Document extract

The trouble with 32-bit floating point is that there are multiple variations of this - AA offers 24-bit fixed with an 8-bit mantissa as well as 16 fixed / 16 floating., and taking this down to MP3 is a crime against audio IMO!!
There is literally no need to use these forms at all - you are gaining nothing, as 24-bit audio has over 16,000,000 possible equivalents of analogue voltage levels against the 65,000 of 16-bit and although with 32-bit float it is technically impossible to get a clipped audio file you gain nothing in terms of actual quality and add 50% to your file sizes for nothing, along with the resultant CPU load as well.
See also this article which is a great discussion on 32-bit DAC and why it is largely a waste of time in the real world....
You don't say if you are on PC or Mac either - if the source came from a mac and you are trying to open it on a PC - or vice-versa - you could well have an incorrect LSB order. I would highly recommend Voxengo's R8Brain Pro for all conversions of audio files on a PC, as opposed to letting Premiere or any other DAW do this automatically for you as it is by far & away the best converter out there for my money - I certainly would never use anything else. For float to fixed point it uses flat triangular dither, no noise shaping is required or even needed and for sample rate conversions it only uses whole number calculations - even for 44.1 to 48 - by using a combination of up/downsampling to avoid using any fractions. You have Linear Phase mode for supreme accuracy, or a minimum phase mode for a more analogue type of sound. If you are reducing sample rates never, ever use a DAW or an NLE as there will be nasty aliasing involved whereas R8Brain Pro is clean, clean, clean.
But I digressed there and apologise for it (sort of).
Where did the original audio come from, and what platform are you on please?

Dataset rows

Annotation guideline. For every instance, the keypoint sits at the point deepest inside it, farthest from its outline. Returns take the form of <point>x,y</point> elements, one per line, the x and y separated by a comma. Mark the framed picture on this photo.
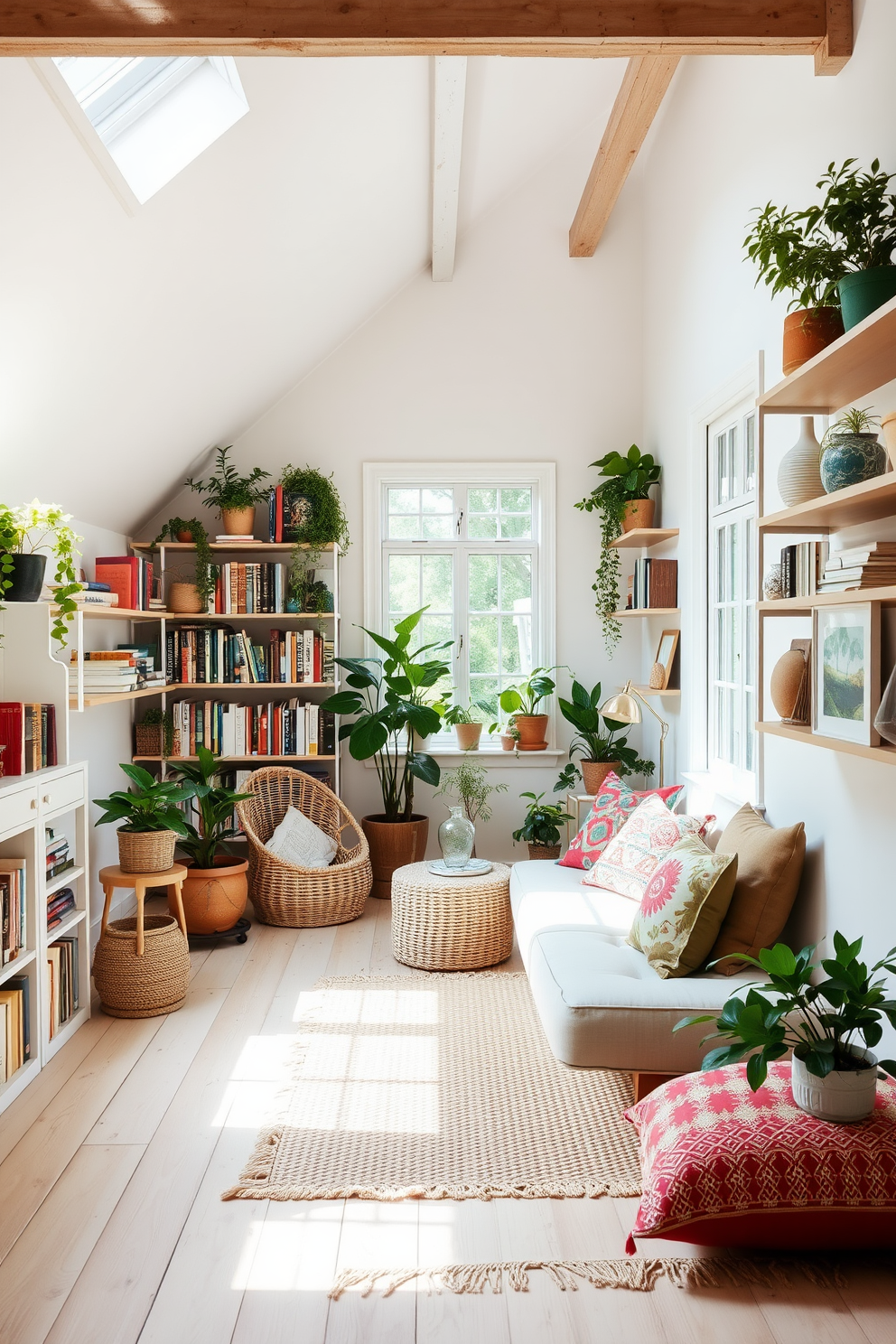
<point>846,655</point>
<point>664,658</point>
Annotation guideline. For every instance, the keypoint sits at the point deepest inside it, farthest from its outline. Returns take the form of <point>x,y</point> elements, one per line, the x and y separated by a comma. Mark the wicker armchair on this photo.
<point>283,892</point>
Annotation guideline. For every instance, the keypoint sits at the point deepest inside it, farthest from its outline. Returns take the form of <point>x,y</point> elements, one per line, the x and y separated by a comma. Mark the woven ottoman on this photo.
<point>452,924</point>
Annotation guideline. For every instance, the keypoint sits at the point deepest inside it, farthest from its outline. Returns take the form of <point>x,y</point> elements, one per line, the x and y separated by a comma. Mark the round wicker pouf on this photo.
<point>141,986</point>
<point>452,924</point>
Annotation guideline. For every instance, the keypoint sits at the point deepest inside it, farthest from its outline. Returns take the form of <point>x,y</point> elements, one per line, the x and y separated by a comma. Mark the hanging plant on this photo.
<point>206,569</point>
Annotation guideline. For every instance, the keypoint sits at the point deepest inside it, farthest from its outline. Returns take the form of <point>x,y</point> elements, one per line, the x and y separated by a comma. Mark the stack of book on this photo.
<point>14,931</point>
<point>286,727</point>
<point>872,565</point>
<point>58,856</point>
<point>15,1026</point>
<point>62,983</point>
<point>58,906</point>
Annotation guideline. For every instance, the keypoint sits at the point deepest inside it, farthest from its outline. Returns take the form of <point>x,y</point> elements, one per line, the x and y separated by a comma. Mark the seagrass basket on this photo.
<point>141,986</point>
<point>284,892</point>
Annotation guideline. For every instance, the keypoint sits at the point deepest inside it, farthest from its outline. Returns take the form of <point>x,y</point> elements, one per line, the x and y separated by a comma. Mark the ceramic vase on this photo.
<point>799,472</point>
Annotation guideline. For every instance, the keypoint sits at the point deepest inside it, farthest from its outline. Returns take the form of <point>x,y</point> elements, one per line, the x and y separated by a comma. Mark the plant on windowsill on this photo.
<point>233,493</point>
<point>23,532</point>
<point>598,741</point>
<point>388,702</point>
<point>542,826</point>
<point>832,1074</point>
<point>215,889</point>
<point>623,501</point>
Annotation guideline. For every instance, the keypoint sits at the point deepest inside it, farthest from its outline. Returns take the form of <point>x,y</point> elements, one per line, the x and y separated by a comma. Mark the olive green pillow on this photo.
<point>770,863</point>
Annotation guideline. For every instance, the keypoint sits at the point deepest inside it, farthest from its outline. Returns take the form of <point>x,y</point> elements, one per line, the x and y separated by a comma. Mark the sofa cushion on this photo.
<point>683,908</point>
<point>770,864</point>
<point>611,808</point>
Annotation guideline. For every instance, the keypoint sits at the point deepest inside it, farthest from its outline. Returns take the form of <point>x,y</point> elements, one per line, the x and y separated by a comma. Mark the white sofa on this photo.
<point>600,1002</point>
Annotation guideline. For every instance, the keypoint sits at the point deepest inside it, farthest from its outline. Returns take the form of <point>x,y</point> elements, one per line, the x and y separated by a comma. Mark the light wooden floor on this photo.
<point>112,1228</point>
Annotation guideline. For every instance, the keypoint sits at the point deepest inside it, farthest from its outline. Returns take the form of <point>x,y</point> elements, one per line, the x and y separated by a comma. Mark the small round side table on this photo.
<point>452,924</point>
<point>171,878</point>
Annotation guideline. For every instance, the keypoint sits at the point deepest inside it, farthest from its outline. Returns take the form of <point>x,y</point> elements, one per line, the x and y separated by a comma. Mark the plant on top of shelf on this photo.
<point>191,530</point>
<point>598,741</point>
<point>623,501</point>
<point>822,1022</point>
<point>23,531</point>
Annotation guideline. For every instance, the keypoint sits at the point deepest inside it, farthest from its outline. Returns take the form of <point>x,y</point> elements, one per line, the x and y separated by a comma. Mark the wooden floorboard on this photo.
<point>113,1231</point>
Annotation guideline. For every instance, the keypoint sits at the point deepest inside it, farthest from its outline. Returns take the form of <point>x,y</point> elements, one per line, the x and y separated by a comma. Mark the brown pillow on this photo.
<point>770,864</point>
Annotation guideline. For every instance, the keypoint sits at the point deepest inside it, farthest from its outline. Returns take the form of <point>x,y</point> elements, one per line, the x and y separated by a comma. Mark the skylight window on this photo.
<point>154,115</point>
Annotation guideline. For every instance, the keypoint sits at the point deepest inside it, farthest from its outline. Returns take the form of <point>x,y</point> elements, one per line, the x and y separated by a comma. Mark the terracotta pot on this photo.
<point>807,332</point>
<point>639,514</point>
<point>545,851</point>
<point>393,845</point>
<point>534,732</point>
<point>468,735</point>
<point>595,771</point>
<point>214,898</point>
<point>238,520</point>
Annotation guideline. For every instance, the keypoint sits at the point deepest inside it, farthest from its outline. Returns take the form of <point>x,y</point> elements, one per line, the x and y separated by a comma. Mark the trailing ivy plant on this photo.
<point>206,569</point>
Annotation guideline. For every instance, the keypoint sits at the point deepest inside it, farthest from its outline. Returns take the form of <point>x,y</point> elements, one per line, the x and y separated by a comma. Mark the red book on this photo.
<point>123,575</point>
<point>13,737</point>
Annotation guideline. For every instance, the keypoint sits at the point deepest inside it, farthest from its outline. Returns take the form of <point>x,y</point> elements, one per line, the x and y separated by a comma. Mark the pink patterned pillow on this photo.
<point>611,808</point>
<point>633,855</point>
<point>724,1165</point>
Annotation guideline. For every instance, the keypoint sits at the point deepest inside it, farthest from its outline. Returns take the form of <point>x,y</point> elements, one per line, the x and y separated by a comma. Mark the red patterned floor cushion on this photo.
<point>724,1165</point>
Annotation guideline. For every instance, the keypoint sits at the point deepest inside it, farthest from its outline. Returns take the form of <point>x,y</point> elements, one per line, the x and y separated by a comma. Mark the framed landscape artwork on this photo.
<point>846,653</point>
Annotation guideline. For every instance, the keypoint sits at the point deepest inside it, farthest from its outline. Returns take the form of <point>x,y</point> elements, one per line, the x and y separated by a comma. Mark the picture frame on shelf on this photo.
<point>846,671</point>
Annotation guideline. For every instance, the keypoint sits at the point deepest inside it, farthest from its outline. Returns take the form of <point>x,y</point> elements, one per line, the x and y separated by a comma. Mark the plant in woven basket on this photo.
<point>215,807</point>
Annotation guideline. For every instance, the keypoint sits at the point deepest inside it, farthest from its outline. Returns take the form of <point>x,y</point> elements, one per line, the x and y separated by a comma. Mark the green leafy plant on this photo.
<point>30,528</point>
<point>600,738</point>
<point>388,700</point>
<point>822,1023</point>
<point>629,477</point>
<point>471,784</point>
<point>226,488</point>
<point>206,569</point>
<point>543,821</point>
<point>215,807</point>
<point>148,806</point>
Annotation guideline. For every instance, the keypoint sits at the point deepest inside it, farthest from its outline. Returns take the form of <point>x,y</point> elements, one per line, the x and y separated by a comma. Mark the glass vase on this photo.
<point>457,837</point>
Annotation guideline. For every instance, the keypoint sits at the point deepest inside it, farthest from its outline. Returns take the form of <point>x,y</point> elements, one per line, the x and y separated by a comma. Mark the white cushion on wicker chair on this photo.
<point>300,842</point>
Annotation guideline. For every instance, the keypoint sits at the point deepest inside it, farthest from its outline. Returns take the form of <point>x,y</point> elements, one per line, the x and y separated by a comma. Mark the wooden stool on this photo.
<point>173,878</point>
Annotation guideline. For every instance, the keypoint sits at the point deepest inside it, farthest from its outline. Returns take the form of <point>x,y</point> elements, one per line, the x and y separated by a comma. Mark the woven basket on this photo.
<point>145,851</point>
<point>141,986</point>
<point>283,892</point>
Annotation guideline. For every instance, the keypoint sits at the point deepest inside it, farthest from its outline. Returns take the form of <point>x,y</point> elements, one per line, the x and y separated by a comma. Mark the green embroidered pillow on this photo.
<point>683,908</point>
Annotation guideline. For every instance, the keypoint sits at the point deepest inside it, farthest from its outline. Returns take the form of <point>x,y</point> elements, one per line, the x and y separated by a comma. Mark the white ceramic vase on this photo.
<point>799,471</point>
<point>843,1097</point>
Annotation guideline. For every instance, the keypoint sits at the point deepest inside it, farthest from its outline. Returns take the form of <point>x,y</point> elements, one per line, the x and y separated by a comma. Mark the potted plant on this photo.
<point>829,1024</point>
<point>215,887</point>
<point>183,594</point>
<point>23,532</point>
<point>388,703</point>
<point>152,820</point>
<point>521,702</point>
<point>233,493</point>
<point>851,451</point>
<point>601,749</point>
<point>542,826</point>
<point>623,501</point>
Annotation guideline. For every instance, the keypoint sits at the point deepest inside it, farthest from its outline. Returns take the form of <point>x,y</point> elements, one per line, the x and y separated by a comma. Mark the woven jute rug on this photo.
<point>438,1087</point>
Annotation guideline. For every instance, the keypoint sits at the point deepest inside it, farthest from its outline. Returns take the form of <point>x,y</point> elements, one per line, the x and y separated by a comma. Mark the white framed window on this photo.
<point>476,543</point>
<point>733,506</point>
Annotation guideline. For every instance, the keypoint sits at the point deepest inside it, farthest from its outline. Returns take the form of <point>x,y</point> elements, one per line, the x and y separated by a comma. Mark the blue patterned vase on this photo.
<point>849,459</point>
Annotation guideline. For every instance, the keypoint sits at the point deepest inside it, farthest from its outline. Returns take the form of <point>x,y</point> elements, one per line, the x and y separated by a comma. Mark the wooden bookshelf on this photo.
<point>642,537</point>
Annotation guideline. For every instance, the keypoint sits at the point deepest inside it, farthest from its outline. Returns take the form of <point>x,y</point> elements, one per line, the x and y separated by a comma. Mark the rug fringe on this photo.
<point>639,1275</point>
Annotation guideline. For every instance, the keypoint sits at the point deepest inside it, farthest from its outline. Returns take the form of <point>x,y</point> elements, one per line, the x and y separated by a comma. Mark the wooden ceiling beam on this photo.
<point>644,86</point>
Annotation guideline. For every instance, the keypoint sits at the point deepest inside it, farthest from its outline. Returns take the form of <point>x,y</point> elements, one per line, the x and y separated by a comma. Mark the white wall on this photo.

Exercise tasks
a) In the passage on audio formats, copy out the text from "The trouble with" up to and including "the real world....".
b) According to the passage on audio formats, why is there no need to use 32-bit floating point for audio? Answer in one to three sentences.
The records come from a different source than the passage.

Results of the tasks
a)
The trouble with 32-bit floating point is that there are multiple variations of this - AA offers 24-bit fixed with an 8-bit mantissa as well as 16 fixed / 16 floating., and taking this down to MP3 is a crime against audio IMO!!
There is literally no need to use these forms at all - you are gaining nothing, as 24-bit audio has over 16,000,000 possible equivalents of analogue voltage levels against the 65,000 of 16-bit and although with 32-bit float it is technically impossible to get a clipped audio file you gain nothing in terms of actual quality and add 50% to your file sizes for nothing, along with the resultant CPU load as well.
See also this article which is a great discussion on 32-bit DAC and why it is largely a waste of time in the real world....

b) Using 32-bit float gains nothing in actual quality, because 24-bit audio already has over 16,000,000 possible levels. It also adds 50% to file sizes and brings extra CPU load, even though it technically makes a clipped audio file impossible.